▸ WRITTEN EXERCISE:
Identify the line that contains "the jacket zipper" in the material. Output it and every line after it, unchanged, through the end.

Object point labels
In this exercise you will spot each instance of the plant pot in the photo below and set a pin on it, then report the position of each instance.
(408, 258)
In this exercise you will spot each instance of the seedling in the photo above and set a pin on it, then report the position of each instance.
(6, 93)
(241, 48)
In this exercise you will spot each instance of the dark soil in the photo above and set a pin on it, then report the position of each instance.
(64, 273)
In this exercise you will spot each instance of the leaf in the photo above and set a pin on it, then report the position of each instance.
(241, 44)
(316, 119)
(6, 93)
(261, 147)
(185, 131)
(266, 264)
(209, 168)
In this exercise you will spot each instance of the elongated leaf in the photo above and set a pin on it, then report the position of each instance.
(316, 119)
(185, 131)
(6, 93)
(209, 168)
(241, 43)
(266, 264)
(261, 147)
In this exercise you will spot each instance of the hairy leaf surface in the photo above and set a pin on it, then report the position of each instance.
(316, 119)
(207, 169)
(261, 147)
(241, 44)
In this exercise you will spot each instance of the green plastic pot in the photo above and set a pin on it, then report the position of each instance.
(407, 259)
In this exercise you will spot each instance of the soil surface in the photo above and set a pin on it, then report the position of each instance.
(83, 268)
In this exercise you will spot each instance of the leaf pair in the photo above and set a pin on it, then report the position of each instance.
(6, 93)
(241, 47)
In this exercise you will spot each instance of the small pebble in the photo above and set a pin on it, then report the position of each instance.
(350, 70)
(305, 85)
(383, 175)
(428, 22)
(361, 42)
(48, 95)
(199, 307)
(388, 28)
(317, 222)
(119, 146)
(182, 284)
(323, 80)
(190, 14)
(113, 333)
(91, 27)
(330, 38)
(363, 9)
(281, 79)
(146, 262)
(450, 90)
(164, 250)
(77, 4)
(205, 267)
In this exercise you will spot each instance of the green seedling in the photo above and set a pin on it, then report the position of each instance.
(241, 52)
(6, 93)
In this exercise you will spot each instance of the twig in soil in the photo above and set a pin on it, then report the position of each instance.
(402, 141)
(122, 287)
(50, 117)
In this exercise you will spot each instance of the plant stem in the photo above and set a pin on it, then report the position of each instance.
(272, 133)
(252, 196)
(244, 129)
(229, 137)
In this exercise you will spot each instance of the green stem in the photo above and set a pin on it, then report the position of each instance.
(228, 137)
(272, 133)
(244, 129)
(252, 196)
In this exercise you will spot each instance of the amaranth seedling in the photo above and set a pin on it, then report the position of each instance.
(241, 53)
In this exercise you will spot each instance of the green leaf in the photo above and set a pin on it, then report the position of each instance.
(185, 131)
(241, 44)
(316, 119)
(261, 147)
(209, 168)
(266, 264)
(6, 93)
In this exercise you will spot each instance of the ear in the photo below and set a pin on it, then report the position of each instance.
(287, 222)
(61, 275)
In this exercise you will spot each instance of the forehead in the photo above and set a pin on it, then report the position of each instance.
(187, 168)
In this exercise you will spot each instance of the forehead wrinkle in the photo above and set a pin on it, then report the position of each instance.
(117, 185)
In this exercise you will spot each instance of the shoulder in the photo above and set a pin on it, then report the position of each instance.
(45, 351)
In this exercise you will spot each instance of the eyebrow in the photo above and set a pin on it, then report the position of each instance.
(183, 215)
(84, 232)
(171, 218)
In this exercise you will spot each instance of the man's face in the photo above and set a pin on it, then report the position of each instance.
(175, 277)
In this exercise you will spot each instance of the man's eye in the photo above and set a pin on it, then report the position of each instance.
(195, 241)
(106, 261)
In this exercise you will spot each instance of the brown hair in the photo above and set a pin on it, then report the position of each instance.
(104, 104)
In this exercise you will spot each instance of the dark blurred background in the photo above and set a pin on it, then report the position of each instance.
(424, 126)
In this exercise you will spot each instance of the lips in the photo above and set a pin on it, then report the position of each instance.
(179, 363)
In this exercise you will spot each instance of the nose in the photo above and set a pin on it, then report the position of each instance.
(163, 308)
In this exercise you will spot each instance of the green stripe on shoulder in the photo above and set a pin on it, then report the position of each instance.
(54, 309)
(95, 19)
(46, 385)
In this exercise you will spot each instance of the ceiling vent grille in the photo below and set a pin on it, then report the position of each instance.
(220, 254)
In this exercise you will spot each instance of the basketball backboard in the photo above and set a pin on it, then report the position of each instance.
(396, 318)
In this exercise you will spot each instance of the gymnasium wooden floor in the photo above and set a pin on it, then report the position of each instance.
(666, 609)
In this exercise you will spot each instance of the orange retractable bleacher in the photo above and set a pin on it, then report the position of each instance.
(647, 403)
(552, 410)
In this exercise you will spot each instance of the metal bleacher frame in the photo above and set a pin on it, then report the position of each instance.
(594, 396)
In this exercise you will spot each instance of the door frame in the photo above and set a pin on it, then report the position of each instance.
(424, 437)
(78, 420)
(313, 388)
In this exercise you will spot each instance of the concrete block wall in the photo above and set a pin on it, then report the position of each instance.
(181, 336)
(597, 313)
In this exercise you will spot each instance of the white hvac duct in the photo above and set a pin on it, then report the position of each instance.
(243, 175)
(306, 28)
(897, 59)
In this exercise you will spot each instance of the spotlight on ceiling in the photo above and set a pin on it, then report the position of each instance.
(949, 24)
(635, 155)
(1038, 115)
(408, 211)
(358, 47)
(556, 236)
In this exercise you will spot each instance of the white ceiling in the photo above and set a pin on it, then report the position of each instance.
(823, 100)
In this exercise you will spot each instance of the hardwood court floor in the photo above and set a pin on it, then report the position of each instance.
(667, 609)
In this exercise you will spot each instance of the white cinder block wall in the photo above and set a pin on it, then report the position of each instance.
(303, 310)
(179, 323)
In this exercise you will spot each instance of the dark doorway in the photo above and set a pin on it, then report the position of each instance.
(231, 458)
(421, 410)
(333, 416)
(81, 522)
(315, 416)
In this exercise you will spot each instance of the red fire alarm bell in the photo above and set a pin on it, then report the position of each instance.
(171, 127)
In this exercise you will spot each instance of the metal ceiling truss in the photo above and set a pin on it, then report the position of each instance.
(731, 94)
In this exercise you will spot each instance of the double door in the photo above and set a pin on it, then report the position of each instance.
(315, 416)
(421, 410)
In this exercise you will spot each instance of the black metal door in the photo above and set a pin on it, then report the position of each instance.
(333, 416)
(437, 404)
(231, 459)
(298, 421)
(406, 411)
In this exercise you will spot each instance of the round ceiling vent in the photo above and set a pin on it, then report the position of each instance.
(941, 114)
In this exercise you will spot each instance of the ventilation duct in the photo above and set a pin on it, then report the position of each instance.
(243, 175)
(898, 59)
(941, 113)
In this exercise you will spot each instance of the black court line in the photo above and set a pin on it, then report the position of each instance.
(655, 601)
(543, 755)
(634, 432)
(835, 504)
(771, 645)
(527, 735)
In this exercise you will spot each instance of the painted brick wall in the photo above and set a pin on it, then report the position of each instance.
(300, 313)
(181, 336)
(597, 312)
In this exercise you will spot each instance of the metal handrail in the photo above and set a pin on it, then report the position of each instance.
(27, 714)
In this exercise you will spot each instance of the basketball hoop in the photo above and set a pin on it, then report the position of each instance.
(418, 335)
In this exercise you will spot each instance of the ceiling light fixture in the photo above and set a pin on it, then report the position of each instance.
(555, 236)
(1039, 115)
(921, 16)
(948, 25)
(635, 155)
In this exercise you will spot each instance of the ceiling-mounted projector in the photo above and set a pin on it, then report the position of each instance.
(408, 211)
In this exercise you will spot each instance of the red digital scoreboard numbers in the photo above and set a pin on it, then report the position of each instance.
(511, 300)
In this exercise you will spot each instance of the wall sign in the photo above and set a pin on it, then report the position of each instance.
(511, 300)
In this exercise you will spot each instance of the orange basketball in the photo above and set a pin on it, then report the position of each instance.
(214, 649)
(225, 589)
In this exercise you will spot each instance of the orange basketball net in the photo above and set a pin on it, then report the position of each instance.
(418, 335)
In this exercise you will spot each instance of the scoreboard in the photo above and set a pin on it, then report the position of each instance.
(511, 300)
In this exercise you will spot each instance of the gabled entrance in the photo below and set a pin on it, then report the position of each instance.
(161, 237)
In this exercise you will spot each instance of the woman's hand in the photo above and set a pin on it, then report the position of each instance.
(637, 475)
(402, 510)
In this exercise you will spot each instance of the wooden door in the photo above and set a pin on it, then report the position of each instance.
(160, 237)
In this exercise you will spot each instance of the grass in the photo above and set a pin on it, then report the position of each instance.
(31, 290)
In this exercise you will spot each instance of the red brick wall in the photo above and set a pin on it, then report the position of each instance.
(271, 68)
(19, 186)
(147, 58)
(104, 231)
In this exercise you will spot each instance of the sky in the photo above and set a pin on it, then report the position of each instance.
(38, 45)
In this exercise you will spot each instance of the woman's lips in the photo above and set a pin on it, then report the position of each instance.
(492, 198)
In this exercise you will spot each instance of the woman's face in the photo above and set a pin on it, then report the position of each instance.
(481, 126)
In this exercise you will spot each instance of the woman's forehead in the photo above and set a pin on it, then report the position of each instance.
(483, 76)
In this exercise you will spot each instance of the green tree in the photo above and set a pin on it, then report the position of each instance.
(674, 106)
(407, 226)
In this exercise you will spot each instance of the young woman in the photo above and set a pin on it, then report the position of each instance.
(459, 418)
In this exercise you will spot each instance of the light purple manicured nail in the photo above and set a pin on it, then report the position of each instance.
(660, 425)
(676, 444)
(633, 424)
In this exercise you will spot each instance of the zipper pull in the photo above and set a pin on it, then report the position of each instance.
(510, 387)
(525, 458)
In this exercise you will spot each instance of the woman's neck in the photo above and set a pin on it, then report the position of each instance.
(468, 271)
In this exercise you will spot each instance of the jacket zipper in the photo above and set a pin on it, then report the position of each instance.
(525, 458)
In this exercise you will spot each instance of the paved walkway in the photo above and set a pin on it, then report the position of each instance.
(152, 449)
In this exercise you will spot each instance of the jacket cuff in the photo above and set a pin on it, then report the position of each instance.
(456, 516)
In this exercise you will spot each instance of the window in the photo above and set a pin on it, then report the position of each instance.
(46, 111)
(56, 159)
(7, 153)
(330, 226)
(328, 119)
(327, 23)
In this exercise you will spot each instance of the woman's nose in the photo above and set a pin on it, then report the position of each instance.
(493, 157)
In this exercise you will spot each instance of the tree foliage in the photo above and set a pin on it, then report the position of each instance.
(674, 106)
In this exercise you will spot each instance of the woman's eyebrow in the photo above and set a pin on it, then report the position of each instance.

▸ FINAL RESULT:
In this exercise you will spot each instance of the jacket zipper in the photo above and set a pin on it, then report the position of each instance.
(525, 458)
In this exercise you will spot each instance of the paved walkway in the photo above and set a pin on it, then report the position of each instance.
(152, 449)
In this exercise you will spot each instance of the jacket cuff in the photo above and set a pin on it, then report the position of each instance.
(456, 516)
In this exercise you will spot each instance of the window in the photo above and set a pin on it, then report the position of each instance.
(46, 111)
(56, 159)
(7, 153)
(330, 226)
(328, 119)
(327, 23)
In this exercise you will spot each instance of the woman's nose in the photo above and set a pin on it, then report the position of each instance.
(493, 157)
In this exercise you will spot each instance of the tree foliage in the photo above and set a pin on it, then report the position of each instance.
(674, 106)
In this exercise you will spot each instance of the woman's eyebrow in the photo above and set a pin on it, then report the position of each instance.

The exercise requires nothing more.